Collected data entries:

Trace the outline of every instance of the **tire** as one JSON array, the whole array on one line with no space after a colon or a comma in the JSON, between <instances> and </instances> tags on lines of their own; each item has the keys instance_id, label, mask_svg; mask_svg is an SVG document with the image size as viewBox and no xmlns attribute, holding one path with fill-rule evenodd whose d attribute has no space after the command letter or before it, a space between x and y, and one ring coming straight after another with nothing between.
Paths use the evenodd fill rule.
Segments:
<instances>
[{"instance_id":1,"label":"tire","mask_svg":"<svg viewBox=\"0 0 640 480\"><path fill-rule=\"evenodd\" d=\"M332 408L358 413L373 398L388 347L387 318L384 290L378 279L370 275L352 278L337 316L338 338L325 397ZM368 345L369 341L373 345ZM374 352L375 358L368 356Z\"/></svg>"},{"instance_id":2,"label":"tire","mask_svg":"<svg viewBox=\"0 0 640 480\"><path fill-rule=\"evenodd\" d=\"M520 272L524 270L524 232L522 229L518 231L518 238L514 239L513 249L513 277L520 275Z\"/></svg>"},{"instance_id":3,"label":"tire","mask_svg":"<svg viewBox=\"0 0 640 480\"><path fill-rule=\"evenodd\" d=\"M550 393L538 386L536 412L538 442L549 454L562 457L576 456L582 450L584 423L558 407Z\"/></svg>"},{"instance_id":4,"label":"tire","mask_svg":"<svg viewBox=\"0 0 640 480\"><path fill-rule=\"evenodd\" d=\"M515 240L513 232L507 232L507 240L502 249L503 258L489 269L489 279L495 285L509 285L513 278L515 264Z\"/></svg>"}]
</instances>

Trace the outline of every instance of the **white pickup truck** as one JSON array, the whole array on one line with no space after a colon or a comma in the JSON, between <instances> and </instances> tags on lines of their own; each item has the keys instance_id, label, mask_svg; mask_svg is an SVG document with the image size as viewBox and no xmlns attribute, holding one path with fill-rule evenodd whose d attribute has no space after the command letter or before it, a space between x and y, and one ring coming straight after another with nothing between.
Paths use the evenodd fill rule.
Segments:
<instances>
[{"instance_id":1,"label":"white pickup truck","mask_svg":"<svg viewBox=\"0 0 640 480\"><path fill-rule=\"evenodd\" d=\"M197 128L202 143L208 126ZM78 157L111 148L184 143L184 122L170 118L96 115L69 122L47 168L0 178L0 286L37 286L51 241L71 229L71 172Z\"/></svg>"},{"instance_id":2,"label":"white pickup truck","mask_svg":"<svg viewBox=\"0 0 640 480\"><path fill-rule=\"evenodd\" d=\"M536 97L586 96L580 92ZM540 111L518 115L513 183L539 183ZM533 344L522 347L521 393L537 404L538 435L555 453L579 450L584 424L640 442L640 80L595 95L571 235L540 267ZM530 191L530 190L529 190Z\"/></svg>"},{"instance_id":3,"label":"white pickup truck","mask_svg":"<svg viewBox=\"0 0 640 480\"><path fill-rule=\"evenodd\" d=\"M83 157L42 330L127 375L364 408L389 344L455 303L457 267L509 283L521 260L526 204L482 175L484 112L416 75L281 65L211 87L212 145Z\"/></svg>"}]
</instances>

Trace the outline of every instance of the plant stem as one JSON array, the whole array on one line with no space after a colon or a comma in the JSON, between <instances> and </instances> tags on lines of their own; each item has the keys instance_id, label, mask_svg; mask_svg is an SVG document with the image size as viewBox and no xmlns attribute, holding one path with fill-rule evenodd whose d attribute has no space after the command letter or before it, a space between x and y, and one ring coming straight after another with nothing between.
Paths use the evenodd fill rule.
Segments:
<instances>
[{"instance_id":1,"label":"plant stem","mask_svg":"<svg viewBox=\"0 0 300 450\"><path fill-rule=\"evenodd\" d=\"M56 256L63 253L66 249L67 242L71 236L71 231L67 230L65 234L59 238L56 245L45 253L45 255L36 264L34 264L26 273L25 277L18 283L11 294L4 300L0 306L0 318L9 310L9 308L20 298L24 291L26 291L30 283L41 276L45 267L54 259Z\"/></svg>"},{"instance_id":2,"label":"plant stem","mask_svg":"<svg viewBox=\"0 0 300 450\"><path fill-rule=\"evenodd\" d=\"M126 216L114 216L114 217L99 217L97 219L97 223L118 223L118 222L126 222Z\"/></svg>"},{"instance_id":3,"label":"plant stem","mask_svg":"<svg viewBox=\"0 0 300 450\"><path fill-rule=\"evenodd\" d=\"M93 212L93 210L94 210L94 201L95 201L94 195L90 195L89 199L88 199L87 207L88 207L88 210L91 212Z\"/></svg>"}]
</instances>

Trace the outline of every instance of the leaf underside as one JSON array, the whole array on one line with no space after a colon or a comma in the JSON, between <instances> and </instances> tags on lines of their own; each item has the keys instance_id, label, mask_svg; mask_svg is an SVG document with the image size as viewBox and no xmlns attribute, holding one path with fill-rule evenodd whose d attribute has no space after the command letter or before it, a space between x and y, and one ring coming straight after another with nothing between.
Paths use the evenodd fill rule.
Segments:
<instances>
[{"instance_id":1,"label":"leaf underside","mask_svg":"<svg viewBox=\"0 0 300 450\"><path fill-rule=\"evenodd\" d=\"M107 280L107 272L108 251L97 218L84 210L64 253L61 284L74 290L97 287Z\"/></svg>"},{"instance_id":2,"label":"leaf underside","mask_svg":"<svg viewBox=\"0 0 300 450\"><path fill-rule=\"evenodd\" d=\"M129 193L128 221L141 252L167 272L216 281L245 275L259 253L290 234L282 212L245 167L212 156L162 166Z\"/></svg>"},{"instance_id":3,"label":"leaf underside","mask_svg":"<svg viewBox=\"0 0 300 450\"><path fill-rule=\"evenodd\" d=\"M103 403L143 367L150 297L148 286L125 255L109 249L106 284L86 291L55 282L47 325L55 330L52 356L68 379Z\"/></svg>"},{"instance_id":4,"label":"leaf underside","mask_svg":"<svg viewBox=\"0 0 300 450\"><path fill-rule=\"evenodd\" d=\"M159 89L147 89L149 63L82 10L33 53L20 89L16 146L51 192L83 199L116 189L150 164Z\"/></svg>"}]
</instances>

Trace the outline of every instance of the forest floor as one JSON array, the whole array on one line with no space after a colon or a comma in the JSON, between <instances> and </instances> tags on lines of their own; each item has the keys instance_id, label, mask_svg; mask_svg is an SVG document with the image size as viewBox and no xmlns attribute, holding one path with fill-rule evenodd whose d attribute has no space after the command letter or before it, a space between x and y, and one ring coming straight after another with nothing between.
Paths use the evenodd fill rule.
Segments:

*PROBLEM DESCRIPTION*. Nothing may be omitted or altered; reproduce all of the entries.

*RESULT FOR THIS EXERCISE*.
Trace the outline of every instance of the **tire** as one JSON array, the whole array on one line with no space after a colon or a comma in the JSON, between <instances> and </instances> tags on lines of their own; each item has the keys instance_id, label, mask_svg; mask_svg is an SVG document with the image size as viewBox and no xmlns attribute, holding one path with fill-rule evenodd whose d attribute has no space after the command letter or before it, a space between x and y, and one ring coming straight after another with nothing between.
Paths use the evenodd fill rule.
Segments:
<instances>
[{"instance_id":1,"label":"tire","mask_svg":"<svg viewBox=\"0 0 640 480\"><path fill-rule=\"evenodd\" d=\"M332 408L358 413L373 398L388 347L387 318L384 290L378 279L370 275L352 278L337 316L338 338L325 397ZM368 345L369 341L373 345ZM374 352L375 358L368 356Z\"/></svg>"},{"instance_id":2,"label":"tire","mask_svg":"<svg viewBox=\"0 0 640 480\"><path fill-rule=\"evenodd\" d=\"M520 272L524 270L524 232L522 229L518 231L518 238L514 239L513 249L513 277L520 275Z\"/></svg>"},{"instance_id":3,"label":"tire","mask_svg":"<svg viewBox=\"0 0 640 480\"><path fill-rule=\"evenodd\" d=\"M550 393L538 386L536 412L538 442L549 454L562 457L576 456L582 450L584 423L558 407Z\"/></svg>"},{"instance_id":4,"label":"tire","mask_svg":"<svg viewBox=\"0 0 640 480\"><path fill-rule=\"evenodd\" d=\"M515 240L513 232L507 232L507 240L502 249L503 258L489 269L489 279L495 285L509 285L513 278L515 264Z\"/></svg>"}]
</instances>

Trace the outline of every instance of the **white pickup truck** as one JSON array, the whole array on one line with no space after a colon or a comma in the JSON, between <instances> and </instances> tags on lines of their own; each item has the keys instance_id, label, mask_svg; mask_svg is an SVG document with the image size as viewBox and no xmlns attribute, holding one path with fill-rule evenodd whose d attribute has no space after the command letter or before it, a space between x and y, and one ring coming straight after another with nothing between.
Paths use the evenodd fill rule.
Segments:
<instances>
[{"instance_id":1,"label":"white pickup truck","mask_svg":"<svg viewBox=\"0 0 640 480\"><path fill-rule=\"evenodd\" d=\"M197 128L202 143L208 126ZM78 157L111 148L184 143L184 122L170 118L96 115L69 122L47 168L0 178L0 286L37 286L51 241L71 229L71 172Z\"/></svg>"},{"instance_id":2,"label":"white pickup truck","mask_svg":"<svg viewBox=\"0 0 640 480\"><path fill-rule=\"evenodd\" d=\"M536 97L586 96L580 92ZM540 111L518 115L513 183L539 183ZM533 344L522 347L521 393L537 404L538 435L555 453L579 450L584 424L640 442L640 80L595 95L571 235L540 267ZM530 191L530 190L529 190Z\"/></svg>"},{"instance_id":3,"label":"white pickup truck","mask_svg":"<svg viewBox=\"0 0 640 480\"><path fill-rule=\"evenodd\" d=\"M83 157L42 330L127 375L364 408L389 344L455 303L457 267L509 283L521 260L526 204L482 175L484 112L416 75L281 65L211 87L212 145Z\"/></svg>"}]
</instances>

Trace the outline of every instance of the plant stem as one JSON array, the whole array on one line with no space after a colon or a comma in the JSON, between <instances> and </instances> tags on lines of their own; each item has the keys instance_id, label, mask_svg; mask_svg is an SVG document with the image size as viewBox and no xmlns attribute, holding one path with fill-rule evenodd whose d attribute has no space after the command letter or before it, a space between x and y, and one ring coming straight after another with nothing between.
Paths use the evenodd fill rule.
Segments:
<instances>
[{"instance_id":1,"label":"plant stem","mask_svg":"<svg viewBox=\"0 0 300 450\"><path fill-rule=\"evenodd\" d=\"M56 256L63 253L66 249L67 242L71 236L71 231L67 230L65 234L59 238L56 245L45 253L45 255L36 264L34 264L26 273L25 277L18 283L11 294L4 300L0 306L0 318L9 310L9 308L20 298L24 291L26 291L30 283L41 276L45 267L54 259Z\"/></svg>"},{"instance_id":2,"label":"plant stem","mask_svg":"<svg viewBox=\"0 0 300 450\"><path fill-rule=\"evenodd\" d=\"M126 216L114 216L114 217L99 217L97 219L97 223L118 223L118 222L126 222Z\"/></svg>"},{"instance_id":3,"label":"plant stem","mask_svg":"<svg viewBox=\"0 0 300 450\"><path fill-rule=\"evenodd\" d=\"M93 212L93 210L94 210L94 201L95 201L94 195L90 195L89 199L88 199L87 207L88 207L88 210L91 212Z\"/></svg>"}]
</instances>

Trace the outline of every instance of the leaf underside as one JSON array, the whole array on one line with no space after a colon or a comma in the JSON, between <instances> and </instances> tags on lines of their own; each item has the keys instance_id, label, mask_svg; mask_svg is an SVG document with the image size as viewBox and no xmlns attribute, holding one path with fill-rule evenodd whose d attribute has no space after the command letter or before it, a space between x and y, and one ring coming straight after another with nothing between.
Paths use the evenodd fill rule.
Segments:
<instances>
[{"instance_id":1,"label":"leaf underside","mask_svg":"<svg viewBox=\"0 0 300 450\"><path fill-rule=\"evenodd\" d=\"M107 280L107 272L108 251L97 218L84 210L64 253L61 284L74 290L97 287Z\"/></svg>"},{"instance_id":2,"label":"leaf underside","mask_svg":"<svg viewBox=\"0 0 300 450\"><path fill-rule=\"evenodd\" d=\"M129 193L128 221L141 252L167 272L216 281L245 275L259 253L290 234L282 212L245 167L212 156L162 166Z\"/></svg>"},{"instance_id":3,"label":"leaf underside","mask_svg":"<svg viewBox=\"0 0 300 450\"><path fill-rule=\"evenodd\" d=\"M103 403L143 367L150 297L148 286L125 255L109 249L106 284L86 291L55 282L47 325L55 330L52 356L68 379Z\"/></svg>"},{"instance_id":4,"label":"leaf underside","mask_svg":"<svg viewBox=\"0 0 300 450\"><path fill-rule=\"evenodd\" d=\"M159 89L147 89L149 63L82 10L33 53L20 89L16 146L51 192L83 199L116 189L150 164Z\"/></svg>"}]
</instances>

Trace the outline of every instance of the forest floor as one JSON array, the whole array on one line with no space after a colon or a comma in the JSON, between <instances> and </instances> tags on lines of their own; each item has the keys instance_id, label, mask_svg; mask_svg is an SVG document with the image size as viewBox and no xmlns attribute, holding one path with fill-rule evenodd whose d attribute has no space after the command letter or before it, a space between x and y, and one ring coming straight after another with nothing between.
Paths use the evenodd fill rule.
Segments:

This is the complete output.